Top of Information given
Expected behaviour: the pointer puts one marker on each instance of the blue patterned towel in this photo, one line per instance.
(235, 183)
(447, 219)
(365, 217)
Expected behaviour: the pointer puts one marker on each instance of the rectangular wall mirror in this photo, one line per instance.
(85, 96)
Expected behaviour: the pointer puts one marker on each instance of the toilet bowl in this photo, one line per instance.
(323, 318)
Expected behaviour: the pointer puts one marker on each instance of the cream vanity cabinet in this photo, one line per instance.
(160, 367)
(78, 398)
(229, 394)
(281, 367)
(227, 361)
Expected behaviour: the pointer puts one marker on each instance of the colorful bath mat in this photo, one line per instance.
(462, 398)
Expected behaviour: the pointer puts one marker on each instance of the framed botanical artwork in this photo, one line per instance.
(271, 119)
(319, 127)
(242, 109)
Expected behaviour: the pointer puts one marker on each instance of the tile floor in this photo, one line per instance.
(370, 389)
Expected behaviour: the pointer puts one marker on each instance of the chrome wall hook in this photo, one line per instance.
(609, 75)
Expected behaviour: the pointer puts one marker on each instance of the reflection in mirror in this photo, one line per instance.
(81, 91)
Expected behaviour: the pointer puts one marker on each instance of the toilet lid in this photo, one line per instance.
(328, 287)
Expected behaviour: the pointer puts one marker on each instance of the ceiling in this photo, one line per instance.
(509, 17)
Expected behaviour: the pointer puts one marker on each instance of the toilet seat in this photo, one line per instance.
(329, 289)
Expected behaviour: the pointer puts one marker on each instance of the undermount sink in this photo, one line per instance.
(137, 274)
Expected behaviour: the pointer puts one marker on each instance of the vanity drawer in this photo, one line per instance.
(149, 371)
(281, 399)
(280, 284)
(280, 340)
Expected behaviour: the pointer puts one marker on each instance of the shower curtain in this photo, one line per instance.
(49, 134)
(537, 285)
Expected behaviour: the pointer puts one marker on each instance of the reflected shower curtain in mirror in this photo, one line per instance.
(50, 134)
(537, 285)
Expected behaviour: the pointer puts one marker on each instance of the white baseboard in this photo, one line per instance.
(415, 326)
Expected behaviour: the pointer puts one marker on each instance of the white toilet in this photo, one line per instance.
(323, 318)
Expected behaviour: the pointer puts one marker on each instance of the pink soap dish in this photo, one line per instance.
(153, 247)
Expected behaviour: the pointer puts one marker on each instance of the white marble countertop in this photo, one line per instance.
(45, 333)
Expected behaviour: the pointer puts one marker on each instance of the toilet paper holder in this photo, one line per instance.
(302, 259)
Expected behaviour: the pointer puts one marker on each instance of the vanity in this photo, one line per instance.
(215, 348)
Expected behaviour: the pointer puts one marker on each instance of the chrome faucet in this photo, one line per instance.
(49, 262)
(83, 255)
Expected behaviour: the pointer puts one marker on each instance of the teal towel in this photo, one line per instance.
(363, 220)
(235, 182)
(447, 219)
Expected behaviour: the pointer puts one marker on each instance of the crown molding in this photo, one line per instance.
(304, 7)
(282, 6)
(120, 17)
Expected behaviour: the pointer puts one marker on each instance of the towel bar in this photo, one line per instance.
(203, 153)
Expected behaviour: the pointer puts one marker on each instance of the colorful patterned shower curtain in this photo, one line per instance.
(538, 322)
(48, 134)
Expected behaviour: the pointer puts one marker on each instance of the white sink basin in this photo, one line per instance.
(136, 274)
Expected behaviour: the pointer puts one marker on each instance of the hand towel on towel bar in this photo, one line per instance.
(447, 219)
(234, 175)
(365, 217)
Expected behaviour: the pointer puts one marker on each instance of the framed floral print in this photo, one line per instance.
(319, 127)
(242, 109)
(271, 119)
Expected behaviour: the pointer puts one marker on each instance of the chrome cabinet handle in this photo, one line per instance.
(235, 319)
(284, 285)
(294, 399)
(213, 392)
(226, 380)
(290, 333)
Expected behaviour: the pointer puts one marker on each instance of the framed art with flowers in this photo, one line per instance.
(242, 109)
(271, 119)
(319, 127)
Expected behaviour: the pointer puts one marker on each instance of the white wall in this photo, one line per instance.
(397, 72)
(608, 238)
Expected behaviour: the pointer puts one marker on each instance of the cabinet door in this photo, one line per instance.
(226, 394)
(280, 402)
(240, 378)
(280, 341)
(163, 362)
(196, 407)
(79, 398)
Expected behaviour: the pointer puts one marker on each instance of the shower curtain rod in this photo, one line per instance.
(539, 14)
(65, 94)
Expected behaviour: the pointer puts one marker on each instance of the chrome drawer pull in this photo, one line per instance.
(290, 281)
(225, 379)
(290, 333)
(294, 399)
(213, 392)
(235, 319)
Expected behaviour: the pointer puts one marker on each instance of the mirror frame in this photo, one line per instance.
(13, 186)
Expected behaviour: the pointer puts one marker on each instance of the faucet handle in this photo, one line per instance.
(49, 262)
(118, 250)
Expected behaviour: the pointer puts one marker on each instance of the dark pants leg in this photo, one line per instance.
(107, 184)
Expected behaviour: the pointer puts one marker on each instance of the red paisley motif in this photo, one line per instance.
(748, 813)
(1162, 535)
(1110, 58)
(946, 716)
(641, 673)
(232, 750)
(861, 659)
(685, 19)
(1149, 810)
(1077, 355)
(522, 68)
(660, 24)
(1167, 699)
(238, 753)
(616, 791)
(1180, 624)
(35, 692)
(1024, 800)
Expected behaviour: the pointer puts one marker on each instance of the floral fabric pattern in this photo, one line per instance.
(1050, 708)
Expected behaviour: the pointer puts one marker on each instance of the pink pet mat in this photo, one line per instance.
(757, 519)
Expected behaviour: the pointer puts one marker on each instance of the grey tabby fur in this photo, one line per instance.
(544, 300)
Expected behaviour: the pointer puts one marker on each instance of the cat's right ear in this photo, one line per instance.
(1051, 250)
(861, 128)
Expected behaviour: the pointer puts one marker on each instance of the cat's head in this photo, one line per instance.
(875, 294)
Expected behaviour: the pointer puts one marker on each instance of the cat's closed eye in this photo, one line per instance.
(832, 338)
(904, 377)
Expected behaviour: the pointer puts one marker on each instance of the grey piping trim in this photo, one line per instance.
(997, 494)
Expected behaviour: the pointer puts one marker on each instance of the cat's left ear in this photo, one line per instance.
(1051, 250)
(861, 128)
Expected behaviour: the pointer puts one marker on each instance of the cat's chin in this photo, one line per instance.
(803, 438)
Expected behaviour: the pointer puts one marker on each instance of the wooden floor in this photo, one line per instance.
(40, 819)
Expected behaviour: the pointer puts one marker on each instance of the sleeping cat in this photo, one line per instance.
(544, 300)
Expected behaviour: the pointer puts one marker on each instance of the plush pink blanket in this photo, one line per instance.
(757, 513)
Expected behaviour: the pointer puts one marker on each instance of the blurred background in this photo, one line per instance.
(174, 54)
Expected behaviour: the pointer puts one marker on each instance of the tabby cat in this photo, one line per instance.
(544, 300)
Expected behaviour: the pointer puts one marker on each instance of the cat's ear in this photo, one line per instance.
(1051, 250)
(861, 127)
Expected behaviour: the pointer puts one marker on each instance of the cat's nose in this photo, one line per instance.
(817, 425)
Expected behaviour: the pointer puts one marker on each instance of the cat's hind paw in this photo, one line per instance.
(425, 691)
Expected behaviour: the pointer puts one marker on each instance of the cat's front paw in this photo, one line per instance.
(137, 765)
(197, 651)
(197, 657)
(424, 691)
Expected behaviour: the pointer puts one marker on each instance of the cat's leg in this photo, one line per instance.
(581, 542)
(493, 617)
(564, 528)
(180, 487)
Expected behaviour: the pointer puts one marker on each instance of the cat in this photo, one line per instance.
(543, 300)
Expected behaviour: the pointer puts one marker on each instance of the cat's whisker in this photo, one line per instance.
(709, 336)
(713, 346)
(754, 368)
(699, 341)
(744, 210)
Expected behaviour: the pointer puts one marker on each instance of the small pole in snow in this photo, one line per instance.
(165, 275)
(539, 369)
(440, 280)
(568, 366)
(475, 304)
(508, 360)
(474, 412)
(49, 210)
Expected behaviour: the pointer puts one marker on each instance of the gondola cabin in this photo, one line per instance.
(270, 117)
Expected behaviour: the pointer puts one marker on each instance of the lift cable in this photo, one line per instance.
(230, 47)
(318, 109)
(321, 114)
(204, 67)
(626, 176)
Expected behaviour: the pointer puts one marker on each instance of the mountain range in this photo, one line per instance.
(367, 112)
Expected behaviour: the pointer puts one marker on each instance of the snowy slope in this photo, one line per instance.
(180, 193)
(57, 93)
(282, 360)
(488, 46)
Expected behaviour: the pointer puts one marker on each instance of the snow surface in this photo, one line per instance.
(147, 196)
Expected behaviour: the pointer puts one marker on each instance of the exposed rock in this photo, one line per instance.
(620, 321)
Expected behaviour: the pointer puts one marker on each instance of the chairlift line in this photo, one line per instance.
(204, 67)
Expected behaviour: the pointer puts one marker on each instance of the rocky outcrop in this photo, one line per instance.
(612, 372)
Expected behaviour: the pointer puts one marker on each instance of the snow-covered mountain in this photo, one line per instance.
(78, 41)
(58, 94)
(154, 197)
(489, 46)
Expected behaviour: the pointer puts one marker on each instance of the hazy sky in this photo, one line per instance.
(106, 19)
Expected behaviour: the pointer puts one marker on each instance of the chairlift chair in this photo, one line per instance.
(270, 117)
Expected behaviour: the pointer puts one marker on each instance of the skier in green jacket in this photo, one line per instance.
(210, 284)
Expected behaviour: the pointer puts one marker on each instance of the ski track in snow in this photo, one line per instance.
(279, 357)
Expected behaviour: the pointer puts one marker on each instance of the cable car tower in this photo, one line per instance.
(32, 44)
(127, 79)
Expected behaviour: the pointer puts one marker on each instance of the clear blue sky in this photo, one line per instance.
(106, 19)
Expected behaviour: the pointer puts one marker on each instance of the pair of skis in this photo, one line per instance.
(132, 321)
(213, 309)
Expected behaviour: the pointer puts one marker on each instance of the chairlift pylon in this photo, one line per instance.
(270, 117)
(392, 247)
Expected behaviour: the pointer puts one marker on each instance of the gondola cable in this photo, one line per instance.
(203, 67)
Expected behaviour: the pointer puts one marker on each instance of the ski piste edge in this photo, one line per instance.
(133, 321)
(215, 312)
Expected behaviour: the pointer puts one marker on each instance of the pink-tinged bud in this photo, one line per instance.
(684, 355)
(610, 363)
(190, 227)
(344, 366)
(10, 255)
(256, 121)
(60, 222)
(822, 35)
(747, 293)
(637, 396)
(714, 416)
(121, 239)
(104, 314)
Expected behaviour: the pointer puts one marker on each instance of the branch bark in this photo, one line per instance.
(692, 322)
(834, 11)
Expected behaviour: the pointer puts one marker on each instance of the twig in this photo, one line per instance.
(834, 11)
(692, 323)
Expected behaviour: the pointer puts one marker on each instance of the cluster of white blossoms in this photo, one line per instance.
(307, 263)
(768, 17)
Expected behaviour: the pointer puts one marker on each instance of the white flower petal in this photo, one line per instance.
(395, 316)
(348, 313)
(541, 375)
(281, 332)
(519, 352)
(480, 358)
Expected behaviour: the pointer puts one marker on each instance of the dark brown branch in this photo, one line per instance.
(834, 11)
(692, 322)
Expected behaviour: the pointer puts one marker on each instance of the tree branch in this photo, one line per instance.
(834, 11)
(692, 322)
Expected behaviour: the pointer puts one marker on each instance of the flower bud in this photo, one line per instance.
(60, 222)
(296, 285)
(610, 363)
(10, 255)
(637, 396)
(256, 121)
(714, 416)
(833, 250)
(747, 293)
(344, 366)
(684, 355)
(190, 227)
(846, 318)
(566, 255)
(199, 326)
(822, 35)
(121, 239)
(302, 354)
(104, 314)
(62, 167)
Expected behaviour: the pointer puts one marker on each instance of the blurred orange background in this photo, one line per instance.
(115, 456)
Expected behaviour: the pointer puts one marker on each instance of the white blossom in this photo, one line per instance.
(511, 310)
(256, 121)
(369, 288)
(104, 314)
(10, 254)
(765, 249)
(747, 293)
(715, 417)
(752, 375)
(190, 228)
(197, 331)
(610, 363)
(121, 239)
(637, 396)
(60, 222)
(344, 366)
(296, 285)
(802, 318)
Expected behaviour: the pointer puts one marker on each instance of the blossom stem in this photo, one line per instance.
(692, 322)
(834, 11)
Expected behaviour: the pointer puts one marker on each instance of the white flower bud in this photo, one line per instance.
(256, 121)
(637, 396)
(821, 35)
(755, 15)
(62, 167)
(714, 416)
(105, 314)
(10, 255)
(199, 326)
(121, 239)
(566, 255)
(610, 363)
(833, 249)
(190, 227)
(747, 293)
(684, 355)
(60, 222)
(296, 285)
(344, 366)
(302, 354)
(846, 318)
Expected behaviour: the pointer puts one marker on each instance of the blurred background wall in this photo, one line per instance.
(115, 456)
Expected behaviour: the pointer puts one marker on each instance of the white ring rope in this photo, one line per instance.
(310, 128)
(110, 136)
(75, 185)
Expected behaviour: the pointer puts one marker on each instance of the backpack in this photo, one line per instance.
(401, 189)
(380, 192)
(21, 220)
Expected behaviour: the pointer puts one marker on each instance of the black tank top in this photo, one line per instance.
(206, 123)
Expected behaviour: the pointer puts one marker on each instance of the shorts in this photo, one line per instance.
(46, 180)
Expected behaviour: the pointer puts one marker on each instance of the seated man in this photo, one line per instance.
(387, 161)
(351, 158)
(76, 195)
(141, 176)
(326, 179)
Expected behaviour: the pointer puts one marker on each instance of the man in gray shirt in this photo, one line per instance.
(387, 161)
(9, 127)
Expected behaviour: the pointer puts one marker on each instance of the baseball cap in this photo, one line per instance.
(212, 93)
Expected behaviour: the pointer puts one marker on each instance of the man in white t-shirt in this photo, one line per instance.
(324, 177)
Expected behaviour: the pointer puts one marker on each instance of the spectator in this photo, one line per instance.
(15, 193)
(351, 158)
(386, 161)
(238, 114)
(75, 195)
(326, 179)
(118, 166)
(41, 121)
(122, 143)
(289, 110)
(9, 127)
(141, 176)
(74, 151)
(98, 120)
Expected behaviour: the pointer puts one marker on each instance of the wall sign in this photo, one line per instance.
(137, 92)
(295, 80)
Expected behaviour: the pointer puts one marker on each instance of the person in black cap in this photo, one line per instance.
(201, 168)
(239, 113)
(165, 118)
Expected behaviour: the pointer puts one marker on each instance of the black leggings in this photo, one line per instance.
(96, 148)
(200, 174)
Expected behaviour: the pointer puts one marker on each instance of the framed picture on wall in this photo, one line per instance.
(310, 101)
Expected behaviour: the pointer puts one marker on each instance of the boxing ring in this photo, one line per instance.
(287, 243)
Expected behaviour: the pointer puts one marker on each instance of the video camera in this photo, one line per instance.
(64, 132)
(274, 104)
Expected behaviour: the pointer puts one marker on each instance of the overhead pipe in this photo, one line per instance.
Bottom of Information given
Prompt:
Would you repeat the lines from the one containing "camera in this photo, one line per instance." through the end of the data, exactly, with nothing before or after them?

Solution to this task:
Expected behaviour: the pointer puts one marker on each instance of the video camera in this photo, one line per instance.
(64, 132)
(274, 104)
Expected behaviour: the pointer puts one marker on each instance of the overhead pipe in this photo, one line per instance.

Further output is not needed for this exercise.